## Text segment
☆ ☆ ☆ ☆ ☆ ☆ ☆
Thursday, March 5, 2015

Positive

Positive 

by Paige Rawl

Synopsis:

Paige Rawl was an ordinary girl.

Cheerleader, soccer player, honor roll student. One of the good kids at her middle school.

Then, on an unremarkable day, Paige disclosed the one thing that made her "different": her HIV-positive status.
It didn't matter that she was born with the disease or that her illness posed no danger to her classmates.

Within hours, the bullying began.

They called her PAIDS. Left cruel notes on her locker. Talked in whispers about her and mocked her openly.
She turned to school administrators for help. Instead of assisting her, they ignored her urgent pleas . . . and told her to stop the drama.

She had never felt more alone.

One night, desperate for escape, Paige found herself in front of the medicine cabinet, staring at a bottle of sleeping pills.

That could have been the end of her story. Instead, it was only the beginning.
☆ ☆ ☆ ☆ ☆ ☆ ☆
## Source information
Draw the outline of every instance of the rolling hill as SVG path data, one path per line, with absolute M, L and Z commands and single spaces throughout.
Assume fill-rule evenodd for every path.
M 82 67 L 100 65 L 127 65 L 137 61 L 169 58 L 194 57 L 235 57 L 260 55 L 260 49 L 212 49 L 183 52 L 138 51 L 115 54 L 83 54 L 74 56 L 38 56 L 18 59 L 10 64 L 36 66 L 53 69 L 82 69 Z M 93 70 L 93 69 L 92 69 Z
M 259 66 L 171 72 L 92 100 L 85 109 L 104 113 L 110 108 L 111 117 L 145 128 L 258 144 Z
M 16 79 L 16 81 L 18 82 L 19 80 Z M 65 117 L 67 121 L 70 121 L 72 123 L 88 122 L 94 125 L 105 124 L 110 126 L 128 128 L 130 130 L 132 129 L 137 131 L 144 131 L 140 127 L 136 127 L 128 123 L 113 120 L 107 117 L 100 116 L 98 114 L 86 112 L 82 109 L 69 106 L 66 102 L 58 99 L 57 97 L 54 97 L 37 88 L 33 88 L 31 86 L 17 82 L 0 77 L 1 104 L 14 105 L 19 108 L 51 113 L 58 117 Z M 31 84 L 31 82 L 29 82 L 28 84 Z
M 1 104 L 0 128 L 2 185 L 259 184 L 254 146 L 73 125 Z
☆ ☆ ☆ ☆ ☆ ☆ ☆
## Task set
- A) In the synopsis, what was Paige Rawl's HIV status, and how did she get the disease?
- B) Output the part of the synopsis from "Paige Rawl was" up to and including "to her classmates.".
- C) Turn the synopsis paragraph beginning "They called her PAIDS" into a short bulleted list that keeps its main facts.

## Task-by-task outputs
- A) She was HIV-positive, and she was born with the disease.

- B)
Paige Rawl was an ordinary girl.

Cheerleader, soccer player, honor roll student. One of the good kids at her middle school.

Then, on an unremarkable day, Paige disclosed the one thing that made her "different": her HIV-positive status.
It didn't matter that she was born with the disease or that her illness posed no danger to her classmates.

- C)
- Classmates called her PAIDS.
- They left cruel notes on her locker.
- They whispered about her and mocked her openly.
- She asked school administrators for help, but they ignored her and told her to stop the drama.